GOAL = Every line from the one containing "Task: identify the wooden dining" to the final line of the material below must be reproduced exactly; leave out all other lines.

== DATA ENTRIES

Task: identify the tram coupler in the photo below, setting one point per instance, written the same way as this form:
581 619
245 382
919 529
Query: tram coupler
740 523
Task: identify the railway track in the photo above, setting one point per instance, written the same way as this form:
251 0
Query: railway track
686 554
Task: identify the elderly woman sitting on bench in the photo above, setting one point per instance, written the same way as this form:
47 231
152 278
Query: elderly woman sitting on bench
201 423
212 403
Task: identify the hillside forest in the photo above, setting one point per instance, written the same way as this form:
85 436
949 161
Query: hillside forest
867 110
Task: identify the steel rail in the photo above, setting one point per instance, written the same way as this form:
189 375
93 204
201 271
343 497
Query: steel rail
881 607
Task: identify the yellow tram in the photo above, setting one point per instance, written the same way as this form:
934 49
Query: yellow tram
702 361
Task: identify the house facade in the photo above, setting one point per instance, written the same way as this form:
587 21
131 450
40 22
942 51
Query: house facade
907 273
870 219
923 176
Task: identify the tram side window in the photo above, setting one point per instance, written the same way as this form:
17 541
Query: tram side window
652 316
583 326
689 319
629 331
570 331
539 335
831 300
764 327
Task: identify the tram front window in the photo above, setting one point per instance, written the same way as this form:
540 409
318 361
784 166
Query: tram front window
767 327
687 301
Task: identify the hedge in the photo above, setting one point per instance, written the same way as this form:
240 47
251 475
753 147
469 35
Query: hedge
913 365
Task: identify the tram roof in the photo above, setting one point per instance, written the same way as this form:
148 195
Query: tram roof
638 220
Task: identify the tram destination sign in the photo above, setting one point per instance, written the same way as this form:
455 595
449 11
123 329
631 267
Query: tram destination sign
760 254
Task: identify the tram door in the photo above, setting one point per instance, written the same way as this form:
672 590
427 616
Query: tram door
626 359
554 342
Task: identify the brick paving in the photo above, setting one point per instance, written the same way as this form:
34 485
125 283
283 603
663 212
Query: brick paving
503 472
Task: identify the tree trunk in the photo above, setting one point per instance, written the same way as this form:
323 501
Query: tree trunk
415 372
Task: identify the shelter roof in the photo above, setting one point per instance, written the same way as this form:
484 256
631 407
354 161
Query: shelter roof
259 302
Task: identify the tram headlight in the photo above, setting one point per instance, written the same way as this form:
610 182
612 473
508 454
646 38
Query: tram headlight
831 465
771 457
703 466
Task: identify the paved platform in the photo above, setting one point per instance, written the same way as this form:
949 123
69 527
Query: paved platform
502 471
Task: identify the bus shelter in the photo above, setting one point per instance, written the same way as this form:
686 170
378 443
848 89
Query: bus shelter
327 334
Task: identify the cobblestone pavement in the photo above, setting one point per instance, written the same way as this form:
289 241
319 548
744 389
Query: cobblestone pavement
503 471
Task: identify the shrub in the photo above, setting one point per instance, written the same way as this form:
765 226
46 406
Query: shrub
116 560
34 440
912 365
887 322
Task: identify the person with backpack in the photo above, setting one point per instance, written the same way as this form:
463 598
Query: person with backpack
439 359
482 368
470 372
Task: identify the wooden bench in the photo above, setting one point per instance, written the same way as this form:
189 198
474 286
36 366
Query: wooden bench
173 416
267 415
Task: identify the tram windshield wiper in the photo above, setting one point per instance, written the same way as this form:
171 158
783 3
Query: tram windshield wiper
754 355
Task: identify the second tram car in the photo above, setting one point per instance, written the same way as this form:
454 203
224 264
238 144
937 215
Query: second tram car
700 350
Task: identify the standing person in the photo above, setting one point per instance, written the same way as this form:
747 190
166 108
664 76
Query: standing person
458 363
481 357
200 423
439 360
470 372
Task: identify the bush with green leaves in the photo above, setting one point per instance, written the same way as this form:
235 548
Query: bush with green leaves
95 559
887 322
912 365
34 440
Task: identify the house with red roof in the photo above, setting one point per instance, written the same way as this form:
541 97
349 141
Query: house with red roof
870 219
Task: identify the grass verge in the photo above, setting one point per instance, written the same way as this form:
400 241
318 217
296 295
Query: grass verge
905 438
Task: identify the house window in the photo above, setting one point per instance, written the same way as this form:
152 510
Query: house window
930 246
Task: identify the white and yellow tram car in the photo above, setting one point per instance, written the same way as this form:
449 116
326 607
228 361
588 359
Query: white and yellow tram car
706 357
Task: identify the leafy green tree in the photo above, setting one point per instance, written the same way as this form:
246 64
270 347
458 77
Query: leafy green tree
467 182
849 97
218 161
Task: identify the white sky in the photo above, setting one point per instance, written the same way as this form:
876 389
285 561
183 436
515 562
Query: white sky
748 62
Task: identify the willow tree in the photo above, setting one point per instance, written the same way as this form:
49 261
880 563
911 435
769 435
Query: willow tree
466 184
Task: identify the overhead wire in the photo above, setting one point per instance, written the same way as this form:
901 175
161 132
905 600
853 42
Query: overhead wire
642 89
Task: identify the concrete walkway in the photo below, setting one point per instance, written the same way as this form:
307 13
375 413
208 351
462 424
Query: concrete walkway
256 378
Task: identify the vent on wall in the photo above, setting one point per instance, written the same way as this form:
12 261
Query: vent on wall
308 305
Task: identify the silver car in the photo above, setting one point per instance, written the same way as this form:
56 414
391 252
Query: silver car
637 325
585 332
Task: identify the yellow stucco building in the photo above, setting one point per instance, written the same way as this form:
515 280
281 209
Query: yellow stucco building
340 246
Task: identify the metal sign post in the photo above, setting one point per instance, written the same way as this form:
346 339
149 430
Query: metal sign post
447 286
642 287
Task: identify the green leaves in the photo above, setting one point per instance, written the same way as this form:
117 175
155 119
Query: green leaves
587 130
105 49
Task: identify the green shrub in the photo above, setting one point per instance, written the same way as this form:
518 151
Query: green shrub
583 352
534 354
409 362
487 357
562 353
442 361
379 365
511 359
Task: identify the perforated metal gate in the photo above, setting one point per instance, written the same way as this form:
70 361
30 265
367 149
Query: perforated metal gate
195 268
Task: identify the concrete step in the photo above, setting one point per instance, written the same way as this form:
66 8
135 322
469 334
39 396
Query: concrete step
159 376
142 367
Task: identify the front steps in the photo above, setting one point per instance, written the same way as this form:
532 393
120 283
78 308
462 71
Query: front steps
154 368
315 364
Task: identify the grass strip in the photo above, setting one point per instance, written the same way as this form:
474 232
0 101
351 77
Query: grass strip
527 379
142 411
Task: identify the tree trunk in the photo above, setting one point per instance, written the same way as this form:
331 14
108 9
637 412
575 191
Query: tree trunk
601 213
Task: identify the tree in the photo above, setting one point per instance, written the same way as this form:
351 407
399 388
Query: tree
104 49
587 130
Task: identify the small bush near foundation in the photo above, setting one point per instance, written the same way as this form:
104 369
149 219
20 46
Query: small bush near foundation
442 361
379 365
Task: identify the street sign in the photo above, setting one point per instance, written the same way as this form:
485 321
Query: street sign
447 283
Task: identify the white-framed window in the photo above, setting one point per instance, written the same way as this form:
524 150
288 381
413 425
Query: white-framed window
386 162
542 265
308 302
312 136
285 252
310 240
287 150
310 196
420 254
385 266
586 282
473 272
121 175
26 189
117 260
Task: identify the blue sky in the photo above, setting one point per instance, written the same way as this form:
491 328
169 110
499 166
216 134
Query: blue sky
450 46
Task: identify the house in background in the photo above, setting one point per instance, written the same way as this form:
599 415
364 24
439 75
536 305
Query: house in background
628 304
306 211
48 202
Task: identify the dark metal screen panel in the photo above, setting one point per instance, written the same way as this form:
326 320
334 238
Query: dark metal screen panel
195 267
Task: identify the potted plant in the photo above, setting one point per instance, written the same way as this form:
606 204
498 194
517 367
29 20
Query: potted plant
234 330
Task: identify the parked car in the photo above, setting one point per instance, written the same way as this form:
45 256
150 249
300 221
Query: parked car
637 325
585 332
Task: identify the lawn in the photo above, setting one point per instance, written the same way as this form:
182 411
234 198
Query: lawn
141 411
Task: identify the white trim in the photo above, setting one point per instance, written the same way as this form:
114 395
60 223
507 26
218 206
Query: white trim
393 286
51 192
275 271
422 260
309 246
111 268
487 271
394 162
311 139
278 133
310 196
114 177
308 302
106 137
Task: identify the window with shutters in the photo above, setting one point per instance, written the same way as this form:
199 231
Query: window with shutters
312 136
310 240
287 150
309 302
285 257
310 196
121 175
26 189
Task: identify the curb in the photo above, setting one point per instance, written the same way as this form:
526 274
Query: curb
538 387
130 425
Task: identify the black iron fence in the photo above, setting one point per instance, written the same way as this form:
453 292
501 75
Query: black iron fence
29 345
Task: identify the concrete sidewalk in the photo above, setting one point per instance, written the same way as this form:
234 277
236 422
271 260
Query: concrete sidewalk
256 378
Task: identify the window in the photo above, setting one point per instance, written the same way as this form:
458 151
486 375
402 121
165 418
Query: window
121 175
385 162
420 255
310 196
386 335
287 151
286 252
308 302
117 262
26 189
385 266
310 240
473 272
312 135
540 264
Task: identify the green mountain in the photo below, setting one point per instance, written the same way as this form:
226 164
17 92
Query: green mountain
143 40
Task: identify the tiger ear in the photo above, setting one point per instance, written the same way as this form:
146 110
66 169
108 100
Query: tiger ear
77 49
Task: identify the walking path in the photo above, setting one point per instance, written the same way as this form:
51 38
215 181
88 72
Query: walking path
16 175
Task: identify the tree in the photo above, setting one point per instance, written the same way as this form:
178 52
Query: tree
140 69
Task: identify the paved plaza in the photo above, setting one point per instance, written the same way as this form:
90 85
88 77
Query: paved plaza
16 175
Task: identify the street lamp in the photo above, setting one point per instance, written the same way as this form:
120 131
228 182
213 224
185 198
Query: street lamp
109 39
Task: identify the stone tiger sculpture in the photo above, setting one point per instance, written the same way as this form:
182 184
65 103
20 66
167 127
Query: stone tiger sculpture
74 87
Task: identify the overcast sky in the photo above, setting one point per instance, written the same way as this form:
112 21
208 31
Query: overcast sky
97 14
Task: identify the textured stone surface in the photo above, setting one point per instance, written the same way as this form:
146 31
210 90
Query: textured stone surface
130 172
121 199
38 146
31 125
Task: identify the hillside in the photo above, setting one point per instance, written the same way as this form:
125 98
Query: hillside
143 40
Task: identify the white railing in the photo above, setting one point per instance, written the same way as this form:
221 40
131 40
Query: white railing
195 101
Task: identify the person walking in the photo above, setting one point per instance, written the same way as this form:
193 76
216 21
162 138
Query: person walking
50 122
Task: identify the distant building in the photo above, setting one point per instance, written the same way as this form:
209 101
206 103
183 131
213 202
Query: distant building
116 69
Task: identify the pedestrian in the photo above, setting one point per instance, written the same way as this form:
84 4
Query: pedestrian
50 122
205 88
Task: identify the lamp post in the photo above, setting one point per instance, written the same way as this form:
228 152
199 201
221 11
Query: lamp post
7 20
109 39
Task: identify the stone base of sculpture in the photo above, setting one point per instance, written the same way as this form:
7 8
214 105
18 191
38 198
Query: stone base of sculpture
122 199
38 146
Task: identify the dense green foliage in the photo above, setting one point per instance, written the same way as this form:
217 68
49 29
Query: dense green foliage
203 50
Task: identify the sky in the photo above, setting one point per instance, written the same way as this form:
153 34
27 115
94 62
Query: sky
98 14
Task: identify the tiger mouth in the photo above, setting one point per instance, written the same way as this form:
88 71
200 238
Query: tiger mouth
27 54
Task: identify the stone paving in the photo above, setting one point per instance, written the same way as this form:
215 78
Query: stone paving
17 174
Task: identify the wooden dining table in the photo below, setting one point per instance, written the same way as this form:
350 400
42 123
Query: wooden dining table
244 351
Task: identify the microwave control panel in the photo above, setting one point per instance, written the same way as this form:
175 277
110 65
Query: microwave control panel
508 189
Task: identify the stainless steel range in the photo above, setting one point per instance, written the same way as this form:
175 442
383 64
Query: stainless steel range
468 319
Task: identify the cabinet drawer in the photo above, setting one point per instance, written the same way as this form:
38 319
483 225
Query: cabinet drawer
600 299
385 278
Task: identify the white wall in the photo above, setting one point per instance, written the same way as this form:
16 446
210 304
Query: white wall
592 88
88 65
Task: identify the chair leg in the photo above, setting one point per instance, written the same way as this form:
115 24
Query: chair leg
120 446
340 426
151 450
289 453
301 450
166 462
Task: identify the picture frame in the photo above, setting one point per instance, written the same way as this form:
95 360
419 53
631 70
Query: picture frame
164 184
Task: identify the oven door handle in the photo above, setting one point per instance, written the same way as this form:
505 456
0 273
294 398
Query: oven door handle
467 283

====

SOLUTION =
Task: identify the wooden dining table in the photo below, setting one point per instance, written the same way as this form:
350 400
42 123
Query: wooden dining table
244 351
Task: identify the microwave control panel in the photo above, setting one point per instance, written the same way as this form:
175 277
110 65
Query: microwave control panel
508 189
Task: identify the stainless steel range in the photo above, setting one point per instance, written the same way as this form:
175 442
383 64
Query: stainless steel range
468 319
Task: identify the cabinet drawer in the photo above, setting one point per instance, written the same way as this form:
38 319
483 225
Query: cabinet drawer
600 299
385 278
Task: identify the white wall in the photo above, setting one point per instance, written the same way as this form:
16 446
210 304
Query: white wall
592 88
88 65
Task: identify the chair leg in the photo above, setting one point per instance, written the same way as this form:
115 24
Query: chair leg
120 446
340 426
151 450
289 453
301 450
166 462
Task: identify the picture frame in the photo above, setting one point per instance, written the same way as this form:
95 360
419 53
631 70
Query: picture frame
164 184
Task: identify the oven door handle in the photo above, setting one point per instance, written the same way as this form:
505 456
0 273
294 398
Query: oven door handle
467 283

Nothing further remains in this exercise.